#### [What is expected]
Render all of the records below as a numbered list, omitting blank lines and leaving the pictures out.

[Extracted data records]
-.-.-

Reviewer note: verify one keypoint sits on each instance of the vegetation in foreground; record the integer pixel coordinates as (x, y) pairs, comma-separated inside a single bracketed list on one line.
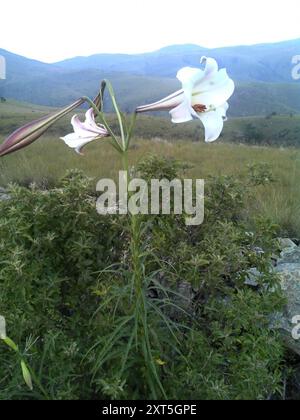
[(46, 161), (65, 282)]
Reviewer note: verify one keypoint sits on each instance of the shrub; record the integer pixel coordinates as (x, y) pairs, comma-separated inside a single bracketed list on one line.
[(65, 292)]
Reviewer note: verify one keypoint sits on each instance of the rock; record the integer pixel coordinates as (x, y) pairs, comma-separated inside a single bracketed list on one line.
[(288, 269), (286, 243), (4, 197)]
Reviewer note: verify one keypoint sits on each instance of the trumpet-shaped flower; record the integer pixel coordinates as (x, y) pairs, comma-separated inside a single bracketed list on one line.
[(204, 95), (84, 132), (30, 132)]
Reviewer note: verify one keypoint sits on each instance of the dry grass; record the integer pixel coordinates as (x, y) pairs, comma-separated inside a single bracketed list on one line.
[(48, 159)]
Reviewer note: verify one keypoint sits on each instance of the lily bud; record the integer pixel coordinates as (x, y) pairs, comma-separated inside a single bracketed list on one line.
[(32, 131)]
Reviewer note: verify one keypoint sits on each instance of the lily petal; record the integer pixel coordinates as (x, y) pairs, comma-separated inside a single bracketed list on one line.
[(216, 96), (165, 104), (32, 131), (213, 122)]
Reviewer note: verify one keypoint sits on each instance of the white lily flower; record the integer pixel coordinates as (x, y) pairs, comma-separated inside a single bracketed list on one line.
[(204, 95), (84, 132)]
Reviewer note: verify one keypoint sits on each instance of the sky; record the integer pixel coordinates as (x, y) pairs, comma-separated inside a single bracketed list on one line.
[(52, 30)]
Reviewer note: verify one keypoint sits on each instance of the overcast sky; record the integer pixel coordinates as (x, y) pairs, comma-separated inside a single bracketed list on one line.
[(51, 30)]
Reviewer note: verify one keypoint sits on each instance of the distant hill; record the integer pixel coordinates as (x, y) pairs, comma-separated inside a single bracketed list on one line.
[(262, 73)]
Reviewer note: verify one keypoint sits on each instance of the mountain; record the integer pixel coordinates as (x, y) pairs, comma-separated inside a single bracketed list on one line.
[(262, 73)]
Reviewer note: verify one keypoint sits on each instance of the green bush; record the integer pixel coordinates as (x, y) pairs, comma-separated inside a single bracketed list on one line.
[(65, 292)]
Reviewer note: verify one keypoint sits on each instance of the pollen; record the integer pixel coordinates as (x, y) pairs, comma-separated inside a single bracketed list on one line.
[(199, 108)]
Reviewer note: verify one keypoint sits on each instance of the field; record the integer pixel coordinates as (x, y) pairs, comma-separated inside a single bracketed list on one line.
[(88, 311)]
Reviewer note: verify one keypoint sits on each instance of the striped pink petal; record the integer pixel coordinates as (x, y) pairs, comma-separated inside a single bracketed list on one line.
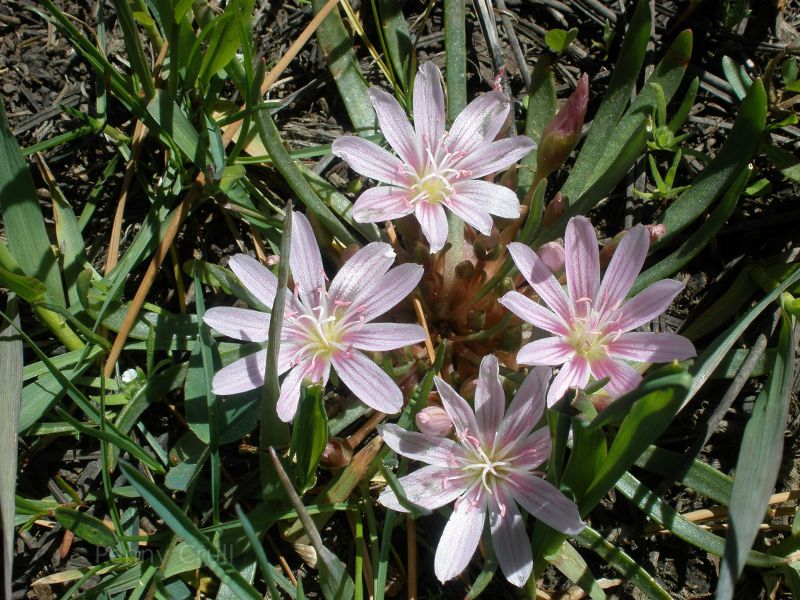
[(378, 337), (382, 203), (624, 268), (536, 314), (368, 382), (651, 347), (257, 278), (582, 263), (460, 536), (370, 160), (437, 451)]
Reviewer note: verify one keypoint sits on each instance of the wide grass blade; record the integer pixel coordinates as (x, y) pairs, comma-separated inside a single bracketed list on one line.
[(183, 527), (10, 396), (759, 461)]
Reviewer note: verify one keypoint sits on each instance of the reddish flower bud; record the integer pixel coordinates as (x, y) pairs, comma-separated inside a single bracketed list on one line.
[(552, 254), (656, 232), (337, 453), (434, 420), (563, 133)]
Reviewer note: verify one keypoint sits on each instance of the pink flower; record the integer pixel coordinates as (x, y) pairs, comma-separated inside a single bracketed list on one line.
[(489, 468), (321, 328), (592, 324), (436, 168)]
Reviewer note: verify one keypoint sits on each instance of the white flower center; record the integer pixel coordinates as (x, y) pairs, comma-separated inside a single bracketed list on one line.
[(320, 331)]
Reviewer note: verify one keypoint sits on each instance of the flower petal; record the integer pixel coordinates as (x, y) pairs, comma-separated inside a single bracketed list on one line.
[(542, 500), (370, 160), (368, 382), (460, 536), (290, 392), (429, 487), (651, 347), (460, 412), (532, 450), (526, 408), (437, 451), (510, 540), (582, 263), (478, 118), (648, 304), (240, 376), (575, 374), (492, 198), (623, 377), (547, 351), (373, 260), (257, 278), (396, 127), (238, 323), (534, 313), (305, 260), (377, 337), (382, 203), (497, 156), (490, 400), (471, 212), (385, 292), (622, 271), (433, 221), (541, 280), (429, 106)]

-.-.-

#### [Written solution]
1. Reviewer note: verify one keypoint sits on each instance of the vegetation in foreground; record the integer pixel coordinates as (x, y) pairs, comma-separated inside a single bracketed list on one line.
2. [(46, 161), (65, 282)]
3. Reviewer note: verify one keypoint sits on each instance of the shrub; record the integer pixel coordinates as (x, y) pairs, comma-separated inside a single bracketed list on one line.
4. [(65, 292)]
5. Reviewer note: verify one keypoint sits on each instance of the rock; record the integer pixel coordinates as (x, y) pairs, comma-separated inside a single bracketed list on one line.
6. [(288, 269), (286, 243), (4, 197)]
7. Reviewer note: verify one keypoint sits on each instance of the trumpet-shaped flower; record the integer pixel coordinates as (x, y) pairs, comma-separated inside a single bracketed list on one line.
8. [(204, 95), (84, 132), (30, 132)]
9. Reviewer note: verify one keypoint sits on each instance of the dry grass; record the integer pixel coordinates as (x, y) pairs, comma-separated inside a single bracketed list on one line.
10. [(48, 159)]
11. Reviewer note: verify one keypoint sits on each instance of the lily bud; record the integer pixel coordinates as (x, y) pairs, comma-separated inside a single bracketed list on one line.
12. [(32, 131)]
13. Reviewer note: verify one keypoint sits on each instance of the lily petal; record the integer pixel coordinates as (x, y) pairs, comma-separated inside a single bracketed list on one line.
14. [(216, 96), (165, 104), (32, 131), (213, 122)]
15. Reviewer note: verify one keypoint sits on each instance of the white lily flower; record the integer pixel coordinates as (x, y) pairs, comma-separated inside a single bracketed list on one line.
16. [(204, 95), (84, 132)]
17. Reviewer note: verify one keypoint sits on each instance of the sky; record the integer pixel coordinates as (x, y) pairs, comma-separated inside a single bracketed list on one line.
18. [(52, 30)]
19. Reviewer note: verify one keypoint sits on each instance of the overcast sky; record the integer pixel coordinates as (x, y) pairs, comma-separated inside a single bracketed list on one line.
20. [(51, 30)]
21. Reviewer note: verify one keypoint sits on each instance of the distant hill; record the integer pixel coordinates as (x, y) pairs, comma-separated inside a single bracketed list on one line.
22. [(262, 73)]
23. Reviewer note: verify one keypoint sits on each instance of the mountain; record the integer pixel coordinates as (x, y) pairs, comma-separated inside a single bracketed list on one line.
24. [(262, 73)]
25. Reviewer note: verify one keypoint sits on each instance of the green bush; record the integer pixel coordinates as (x, y) pairs, comma-separated inside a single bracketed list on one line.
26. [(65, 292)]
27. Reviewer note: verify one keypoint sits on each instance of the pollen; record the integer pixel coordinates as (x, y) pairs, comma-separated inside a single bracketed list on one line.
28. [(199, 108)]
29. Reviewer note: verify one keypoint sits on each instance of the field; record the integer pixel coordinates as (x, y) pairs, comma-separated inside a single bracketed list on one line.
30. [(88, 311)]
31. Reviewer note: verify one keypoint sits on each instance of the striped pink petal; record the integer pixel coordinates as (x, y) pairs, comma-separated inside a single bracketed list on one line.
32. [(378, 337), (382, 203), (624, 268), (536, 314), (368, 382), (651, 347), (257, 278), (582, 263), (460, 536), (370, 160), (437, 451)]
33. Reviewer note: verify one keypoint sits on each instance of the wide grass blade; record the integer pixel coordinates as (x, y) pairs, comma-separated inside a single bracketed list on one line.
34. [(183, 527), (10, 396), (759, 461)]
35. Reviewer note: verify one keypoint sits on each instance of the reddish flower bud; record the integer pixel coordinates as (x, y) pairs, comma-separated inside a single bracketed list on one line.
36. [(552, 254), (656, 232), (337, 453), (434, 420), (563, 133)]
37. Reviewer note: verify one keypoint sits on each instance of the pink flower; record the integer pixel coordinates as (x, y) pairs, comma-separated inside a single bracketed list on one line.
38. [(489, 468), (321, 328), (592, 324), (436, 168)]
39. Reviewer note: verify one keypoint sits on each instance of the white flower center; record the integer pixel coordinates as (x, y) pairs, comma-separated inside a single bracketed list on one line.
40. [(320, 331)]
41. Reviewer note: verify one keypoint sits on each instance of the flower petal; record the integer pixel coordinates as (x, y) pairs, comma-separated inside a single bracketed list on one line.
42. [(542, 500), (370, 160), (368, 382), (460, 536), (290, 392), (429, 487), (651, 347), (460, 412), (532, 450), (526, 408), (437, 451), (510, 540), (582, 263), (478, 118), (648, 304), (240, 376), (575, 374), (492, 198), (623, 377), (547, 351), (373, 260), (257, 278), (396, 127), (238, 323), (534, 313), (305, 260), (377, 337), (382, 203), (497, 156), (490, 400), (471, 212), (385, 292), (622, 271), (433, 221), (541, 280), (429, 106)]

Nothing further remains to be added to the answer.